_Aim_
Please format the records from the first line up to and including the line with "[[908, 543]]" as a JSON list of strings, one string per line, with blank lines left out.

[Extracted records]
● ● ● ●

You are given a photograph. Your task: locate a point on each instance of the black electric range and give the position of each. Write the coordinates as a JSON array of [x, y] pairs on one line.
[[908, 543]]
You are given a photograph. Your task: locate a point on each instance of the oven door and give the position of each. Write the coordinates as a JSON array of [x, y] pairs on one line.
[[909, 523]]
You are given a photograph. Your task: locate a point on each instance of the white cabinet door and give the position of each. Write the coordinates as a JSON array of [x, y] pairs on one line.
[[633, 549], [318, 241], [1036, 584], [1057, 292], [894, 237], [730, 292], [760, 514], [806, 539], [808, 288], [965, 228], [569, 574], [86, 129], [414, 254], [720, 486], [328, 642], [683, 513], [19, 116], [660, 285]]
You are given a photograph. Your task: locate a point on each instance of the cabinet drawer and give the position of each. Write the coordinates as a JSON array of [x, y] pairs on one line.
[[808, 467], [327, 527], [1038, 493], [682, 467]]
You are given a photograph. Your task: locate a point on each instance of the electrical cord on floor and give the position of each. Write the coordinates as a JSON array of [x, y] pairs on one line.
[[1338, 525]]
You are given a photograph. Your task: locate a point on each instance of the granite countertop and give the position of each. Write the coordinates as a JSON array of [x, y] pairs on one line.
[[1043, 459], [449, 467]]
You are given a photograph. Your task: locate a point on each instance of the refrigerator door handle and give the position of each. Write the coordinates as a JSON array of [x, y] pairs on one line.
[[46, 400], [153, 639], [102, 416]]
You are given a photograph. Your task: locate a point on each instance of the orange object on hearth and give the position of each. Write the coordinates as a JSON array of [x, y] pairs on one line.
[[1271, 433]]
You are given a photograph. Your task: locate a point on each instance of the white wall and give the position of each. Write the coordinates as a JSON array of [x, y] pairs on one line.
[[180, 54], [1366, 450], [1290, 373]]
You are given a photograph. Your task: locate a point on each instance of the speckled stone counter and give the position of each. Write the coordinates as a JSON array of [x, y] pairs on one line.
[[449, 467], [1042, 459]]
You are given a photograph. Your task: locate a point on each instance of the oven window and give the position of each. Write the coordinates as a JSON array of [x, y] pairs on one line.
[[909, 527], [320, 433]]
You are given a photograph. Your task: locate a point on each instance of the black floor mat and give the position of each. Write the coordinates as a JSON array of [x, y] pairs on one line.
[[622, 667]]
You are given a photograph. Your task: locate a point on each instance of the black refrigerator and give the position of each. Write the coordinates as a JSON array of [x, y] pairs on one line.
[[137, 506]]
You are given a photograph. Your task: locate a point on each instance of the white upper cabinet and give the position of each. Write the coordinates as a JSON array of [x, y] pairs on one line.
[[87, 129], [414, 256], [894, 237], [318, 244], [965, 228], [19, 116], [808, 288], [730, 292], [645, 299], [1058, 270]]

● ● ● ●

_Output of the task_
[
  "You are given a photograph. Your task: locate a point on each instance of the black electric range and give the position of each. Write the coordinates as a JSON array of [x, y] pairs on one line.",
  "[[908, 543]]"
]